___ SUPPLIED TEXT
4 Keys to a Successful Info Interview

Info interviews are critical to networking and actually achieving personal success. If you are wondering what an info interview is or why you should conduct one, check out my earlier post.

The 4 Keys

1. Interview The Right Person
This first step is often botched. Too many of us think too far down the road. You may think “I want to be the VP of marketing,”  so you seek out a VP of marketing to interview. The problem? You are currently an intern for the marketing department of a billion dollar company. Intern to VP is a pretty huge leap. Don’t forget the positions in between your current job and your dream job. Find someone that currently holds the position you will most likely transition to next. Your best bet is to interview a marketing associate. Once you are a marketing associate, interview the senior manager of marketing, then the director of marketing, and finally the VP of marketing. Be smart and get information that you can actually act on instead of information that simply educates you about a job you are not and will not be qualified for in the near future.

2. Prepare
Here’s how:
(a) Research the interviewee’s company and position. Make sure you know the company’s history, products/services, recent achievements and struggles. Be familiar with the interviewee’s basic job functions and what education/skills it takes to fill that position.
(b) Write down 15 to 30 questions ahead of time and make sure the questions are succinct and helpful. Don’t waste time asking questions you can easily find answers to on the company’s website.  
Be prepared to answer the question, “what can I do for you?” In other words, make sure you can clearly state why you are conducting the interview and what you hope to gain from it.

3. Control the Interview
You run the interview – period. Do not wait for the interviewee to ask you questions or give you some magic signal that it is your turn to talk.  Make sure you take control from the very start of the interview. Thank the interviewee for meeting or talking with you and reiterate that you will only take 20 to 30 minutes of their time (Do not go over time unless they specifically tell you they have more to tell you after the 30 minutes is up). Introduce yourself and explain why you want to interview them. You should control the interview, but remember they are doing you a favor by meeting with you. Yield to the interviewee if he or she starts talking, even if it is slightly off topic. Always bring it back around by asking another question that steers the conversation in the right direction. If you have a prepared list of questions, this won’t be difficult.
______
WRITTEN PROBLEM 1: Write out the info interview article from "4 Keys to a" up to and including "my earlier post.".
___ TASK DATA
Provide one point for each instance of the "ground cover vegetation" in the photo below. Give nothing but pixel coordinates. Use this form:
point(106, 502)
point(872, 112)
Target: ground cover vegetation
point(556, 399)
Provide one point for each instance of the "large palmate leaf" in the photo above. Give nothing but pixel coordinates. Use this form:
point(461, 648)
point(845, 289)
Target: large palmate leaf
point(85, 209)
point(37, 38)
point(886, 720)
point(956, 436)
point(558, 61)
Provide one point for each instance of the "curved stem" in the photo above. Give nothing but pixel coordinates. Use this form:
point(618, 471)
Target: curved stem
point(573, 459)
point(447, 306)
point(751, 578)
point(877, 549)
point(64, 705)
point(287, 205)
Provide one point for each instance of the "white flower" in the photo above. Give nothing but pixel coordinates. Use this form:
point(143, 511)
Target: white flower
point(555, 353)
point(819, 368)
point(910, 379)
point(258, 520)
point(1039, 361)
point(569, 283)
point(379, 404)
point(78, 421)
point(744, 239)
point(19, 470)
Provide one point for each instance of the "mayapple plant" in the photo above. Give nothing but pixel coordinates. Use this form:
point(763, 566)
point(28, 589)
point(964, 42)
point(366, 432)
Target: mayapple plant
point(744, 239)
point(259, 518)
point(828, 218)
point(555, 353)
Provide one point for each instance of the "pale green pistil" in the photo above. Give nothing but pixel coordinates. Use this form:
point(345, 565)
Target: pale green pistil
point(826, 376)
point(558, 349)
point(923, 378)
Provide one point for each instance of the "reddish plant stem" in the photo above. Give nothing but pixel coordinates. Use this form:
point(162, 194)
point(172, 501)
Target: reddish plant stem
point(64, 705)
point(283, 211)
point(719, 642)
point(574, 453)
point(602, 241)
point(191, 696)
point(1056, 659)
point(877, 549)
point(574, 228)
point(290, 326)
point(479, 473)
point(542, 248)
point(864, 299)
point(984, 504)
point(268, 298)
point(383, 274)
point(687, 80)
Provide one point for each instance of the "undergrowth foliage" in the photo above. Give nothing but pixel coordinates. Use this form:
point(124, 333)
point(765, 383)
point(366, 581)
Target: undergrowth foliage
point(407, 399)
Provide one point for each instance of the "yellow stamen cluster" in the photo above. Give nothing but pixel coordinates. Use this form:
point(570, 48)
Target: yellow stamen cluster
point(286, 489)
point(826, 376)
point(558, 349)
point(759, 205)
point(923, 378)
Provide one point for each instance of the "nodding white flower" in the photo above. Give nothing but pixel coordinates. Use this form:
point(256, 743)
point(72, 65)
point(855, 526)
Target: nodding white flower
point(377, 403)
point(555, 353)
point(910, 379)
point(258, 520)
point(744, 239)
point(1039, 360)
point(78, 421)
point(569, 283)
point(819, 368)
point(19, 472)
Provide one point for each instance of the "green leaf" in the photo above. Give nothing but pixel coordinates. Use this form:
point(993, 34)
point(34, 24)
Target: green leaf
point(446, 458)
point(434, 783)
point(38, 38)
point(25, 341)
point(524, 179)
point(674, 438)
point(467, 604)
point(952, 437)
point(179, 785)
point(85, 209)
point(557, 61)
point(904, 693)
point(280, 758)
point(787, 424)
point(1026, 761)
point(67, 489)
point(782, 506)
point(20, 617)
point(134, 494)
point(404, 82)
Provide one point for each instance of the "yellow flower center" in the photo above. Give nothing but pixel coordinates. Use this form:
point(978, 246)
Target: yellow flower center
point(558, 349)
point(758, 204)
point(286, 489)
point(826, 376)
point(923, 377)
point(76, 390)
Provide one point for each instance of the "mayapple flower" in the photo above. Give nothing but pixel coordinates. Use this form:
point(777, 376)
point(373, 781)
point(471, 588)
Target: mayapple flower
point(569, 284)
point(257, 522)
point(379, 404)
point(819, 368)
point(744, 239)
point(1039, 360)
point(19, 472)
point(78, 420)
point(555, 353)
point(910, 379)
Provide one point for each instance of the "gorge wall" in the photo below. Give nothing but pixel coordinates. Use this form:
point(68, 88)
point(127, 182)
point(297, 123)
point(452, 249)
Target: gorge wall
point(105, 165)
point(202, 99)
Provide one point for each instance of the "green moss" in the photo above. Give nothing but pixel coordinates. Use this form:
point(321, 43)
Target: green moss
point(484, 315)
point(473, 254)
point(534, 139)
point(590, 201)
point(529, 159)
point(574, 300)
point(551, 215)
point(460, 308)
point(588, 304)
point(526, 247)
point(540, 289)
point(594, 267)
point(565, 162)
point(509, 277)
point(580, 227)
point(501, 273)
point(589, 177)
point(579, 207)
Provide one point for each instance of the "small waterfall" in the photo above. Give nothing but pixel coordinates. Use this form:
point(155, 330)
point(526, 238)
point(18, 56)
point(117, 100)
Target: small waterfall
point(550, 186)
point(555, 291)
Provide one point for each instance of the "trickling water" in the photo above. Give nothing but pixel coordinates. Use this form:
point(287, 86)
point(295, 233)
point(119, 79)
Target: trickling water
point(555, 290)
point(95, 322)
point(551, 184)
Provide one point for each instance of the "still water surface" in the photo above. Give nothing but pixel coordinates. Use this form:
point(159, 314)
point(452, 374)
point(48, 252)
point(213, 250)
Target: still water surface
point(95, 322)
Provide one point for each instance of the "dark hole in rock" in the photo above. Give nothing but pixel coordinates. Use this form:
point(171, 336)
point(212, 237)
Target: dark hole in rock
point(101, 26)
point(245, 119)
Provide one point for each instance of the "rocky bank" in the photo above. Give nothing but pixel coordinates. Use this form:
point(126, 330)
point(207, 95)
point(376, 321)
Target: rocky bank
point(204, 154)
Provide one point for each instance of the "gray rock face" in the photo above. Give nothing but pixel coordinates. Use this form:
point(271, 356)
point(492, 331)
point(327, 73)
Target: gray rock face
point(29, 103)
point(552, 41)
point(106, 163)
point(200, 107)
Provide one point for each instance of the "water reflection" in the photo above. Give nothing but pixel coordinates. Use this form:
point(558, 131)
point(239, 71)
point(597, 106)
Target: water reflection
______
WRITTEN PROBLEM 2: How many lines of the entries contain the string "curved"? Reply with the number only.

RIGHT ANSWER 1:
4 Keys to a Successful Info Interview

Info interviews are critical to networking and actually achieving personal success. If you are wondering what an info interview is or why you should conduct one, check out my earlier post.

RIGHT ANSWER 2: 2